For instance should the check be IS_METEORLAKE?

Or should it be "is wb" && "not has 1-way coherent"?

Or both?

Or, given how Meteorlake does not have LLC, how can anything bypass it 
there? Or is it about snooping on Meteorlake and how?

Regards,

Tvrtko

> 
>>        /*
>>         * EHL and JSL add the 'Bypass LLC' MOCS entry, which should make it
>>         * possible for userspace to bypass the GTT caching bits set by the
>> --
>> 2.39.2
Yang, Fei July 14, 2023, 5:38 p.m. UTC | #3
> On 14/07/2023 06:43, Yang, Fei wrote:
>>> From: Tvrtko Ursulin <tvrtko.ursulin@intel.com>
>>>
>>> According to the comment in i915_gem_object_can_bypass_llc the
>>> purpose of the function is to return false if the platform/object has
>>> a caching mode where GPU can bypass the LLC.
>>>
>>> So far the only platforms which allegedly can do this are Jasperlake
>>> and Elkhartlake, and that via MOCS (not PAT).
>>>
>>> Instead of blindly assuming that objects where userspace has set the
>>> PAT index can (bypass the LLC), question is is there a such PAT index
>>> on a platform. Probably starting with Meteorlake since that one is
>>> the only one where set PAT extension can be currently used. Or if
>>> there is a MOCS entry which can achieve the same thing on Meteorlake.
>>>
>>> If there is such PAT, now that i915 can be made to understand them
>>> better, we can make the check more fine grained. Or if there is a
>>> MOCS entry then we probably should apply the blanket IS_METEORLAKE condition.
>>>
>>> Signed-off-by: Tvrtko Ursulin <tvrtko.ursulin@intel.com>
>>> Fixes: 9275277d5324 ("drm/i915: use pat_index instead of
>>> cache_level")

**Supplied information**:
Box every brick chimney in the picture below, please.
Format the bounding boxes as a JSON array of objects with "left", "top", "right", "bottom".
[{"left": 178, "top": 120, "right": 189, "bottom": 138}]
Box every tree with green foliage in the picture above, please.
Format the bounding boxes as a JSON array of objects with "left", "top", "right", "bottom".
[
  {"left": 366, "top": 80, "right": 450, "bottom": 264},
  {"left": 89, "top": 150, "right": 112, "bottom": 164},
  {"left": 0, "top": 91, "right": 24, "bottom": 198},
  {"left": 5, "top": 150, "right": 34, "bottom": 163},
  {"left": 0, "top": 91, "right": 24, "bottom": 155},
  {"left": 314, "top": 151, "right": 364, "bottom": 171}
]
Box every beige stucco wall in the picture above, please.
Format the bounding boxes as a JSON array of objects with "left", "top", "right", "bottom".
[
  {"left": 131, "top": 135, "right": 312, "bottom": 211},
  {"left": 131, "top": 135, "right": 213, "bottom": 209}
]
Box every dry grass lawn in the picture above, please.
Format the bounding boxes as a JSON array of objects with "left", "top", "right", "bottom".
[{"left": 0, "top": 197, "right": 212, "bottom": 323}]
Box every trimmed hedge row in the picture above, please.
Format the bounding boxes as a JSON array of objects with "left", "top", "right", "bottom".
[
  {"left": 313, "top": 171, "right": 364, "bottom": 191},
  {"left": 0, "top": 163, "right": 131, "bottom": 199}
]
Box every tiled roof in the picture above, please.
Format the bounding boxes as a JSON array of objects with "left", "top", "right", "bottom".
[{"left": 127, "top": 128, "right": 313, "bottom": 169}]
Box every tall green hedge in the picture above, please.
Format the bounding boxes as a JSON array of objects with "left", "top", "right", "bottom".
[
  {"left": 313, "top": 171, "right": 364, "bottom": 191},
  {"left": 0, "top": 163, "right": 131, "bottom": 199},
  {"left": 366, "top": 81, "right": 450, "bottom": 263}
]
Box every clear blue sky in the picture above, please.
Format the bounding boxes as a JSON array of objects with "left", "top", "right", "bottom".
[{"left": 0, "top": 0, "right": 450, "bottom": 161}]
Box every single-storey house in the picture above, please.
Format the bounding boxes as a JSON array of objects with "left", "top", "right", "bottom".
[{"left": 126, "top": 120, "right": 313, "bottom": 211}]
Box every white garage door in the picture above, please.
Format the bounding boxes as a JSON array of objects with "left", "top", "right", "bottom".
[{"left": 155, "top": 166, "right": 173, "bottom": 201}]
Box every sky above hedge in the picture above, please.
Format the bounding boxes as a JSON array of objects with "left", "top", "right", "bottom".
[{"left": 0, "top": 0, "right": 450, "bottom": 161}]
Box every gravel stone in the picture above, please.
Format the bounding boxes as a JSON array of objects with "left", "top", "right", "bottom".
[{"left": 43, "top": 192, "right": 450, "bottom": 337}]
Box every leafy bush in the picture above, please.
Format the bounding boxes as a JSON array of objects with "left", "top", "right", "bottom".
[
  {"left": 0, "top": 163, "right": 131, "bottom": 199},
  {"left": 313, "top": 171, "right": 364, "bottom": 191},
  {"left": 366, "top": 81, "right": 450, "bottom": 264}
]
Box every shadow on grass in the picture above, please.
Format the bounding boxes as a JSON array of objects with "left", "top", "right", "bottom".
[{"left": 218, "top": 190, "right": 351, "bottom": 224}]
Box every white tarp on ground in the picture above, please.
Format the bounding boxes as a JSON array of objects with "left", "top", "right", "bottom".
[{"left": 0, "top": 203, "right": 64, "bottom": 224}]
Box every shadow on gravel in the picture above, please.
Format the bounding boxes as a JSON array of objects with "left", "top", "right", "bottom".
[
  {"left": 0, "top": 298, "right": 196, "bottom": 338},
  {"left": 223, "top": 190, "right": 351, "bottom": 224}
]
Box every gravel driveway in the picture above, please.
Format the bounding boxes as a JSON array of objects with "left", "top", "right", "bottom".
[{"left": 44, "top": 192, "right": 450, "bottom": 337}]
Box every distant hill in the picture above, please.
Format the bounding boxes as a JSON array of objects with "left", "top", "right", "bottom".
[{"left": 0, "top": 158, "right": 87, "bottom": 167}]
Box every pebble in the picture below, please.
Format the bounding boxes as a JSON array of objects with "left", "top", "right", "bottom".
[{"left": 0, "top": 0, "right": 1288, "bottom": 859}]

**Exercise prompt**: Continue the mailing-list thread about the i915 LLC bypass check from the point where it stops.

**Reply**:
>>> Cc: Chris Wilson <chris.p.wilson@linux.intel.com>
>>> Cc: Fei Yang <fei.yang@intel.com>
>>> Cc: Andi Shyti <andi.shyti@linux.intel.com>
>>> Cc: Matt Roper <matthew.d.roper@intel.com>
>>> ---
>>>   drivers/gpu/drm/i915/gem/i915_gem_object.c | 6 ------
>>>   1 file changed, 6 deletions(-)
>>>
>>> diff --git a/drivers/gpu/drm/i915/gem/i915_gem_object.c
>>> b/drivers/gpu/drm/i915/gem/i915_gem_object.c
>>> index 33a1e97d18b3..1e34171c4162 100644
>>> --- a/drivers/gpu/drm/i915/gem/i915_gem_object.c
>>> +++ b/drivers/gpu/drm/i915/gem/i915_gem_object.c
>>> @@ -229,12 +229,6 @@ bool i915_gem_object_can_bypass_llc(struct drm_i915_gem_object *obj)
>>>        if (!(obj->flags & I915_BO_ALLOC_USER))
>>>                return false;
>>>
>>> -     /*
>>> -      * Always flush cache for UMD objects at creation time.
>>> -      */
>>> -     if (obj->pat_set_by_user)
>>
>> I'm afraid this is going to break MESA. Can we run MESA tests with this patch?
>
> I can't, but question is why it would break Mesa which would need a
> nice comment here?

For objects with PAT index set by user, the KMD doesn't know whether the user
space would map it as cacheable or not for CPU access. So we want to enforce
a cache flush at BO creation time before handing the BO over to user space.
I remember the issue we had before is that MESA sees garbage data in a BO
that is supposed to be initialized with zero.

I understand your point, checking for obj->pat_set_by_user is not something
to be done in this function. I'm fine with the removal of these lines, but
the checking needs to be done somewhere, maybe just one level up?

diff --git a/drivers/gpu/drm/i915/gem/i915_gem_dmabuf.c b/drivers/gpu/drm/i915/gem/i915_gem_dmabuf.c
index 1df74f7aa3dc..39cd903ba223 100644
--- a/drivers/gpu/drm/i915/gem/i915_gem_dmabuf.c
+++ b/drivers/gpu/drm/i915/gem/i915_gem_dmabuf.c
@@ -258,6 +258,7 @@ static int i915_gem_object_get_pages_dmabuf(struct drm_i915_gem_object *obj)
         * the driver.
         */
        if (i915_gem_object_can_bypass_llc(obj) ||
+           obj->pat_set_by_user ||
            (!HAS_LLC(i915) && !IS_DG1(i915)))
                wbinvd_on_all_cpus();

diff --git a/drivers/gpu/drm/i915/gem/i915_gem_shmem.c b/drivers/gpu/drm/i915/gem/i915_gem_shmem.c
index 8f1633c3fb93..770e02a851f6 100644
--- a/drivers/gpu/drm/i915/gem/i915_gem_shmem.c
+++ b/drivers/gpu/drm/i915/gem/i915_gem_shmem.c
@@ -254,7 +254,8 @@ static int shmem_get_pages(struct drm_i915_gem_object *obj)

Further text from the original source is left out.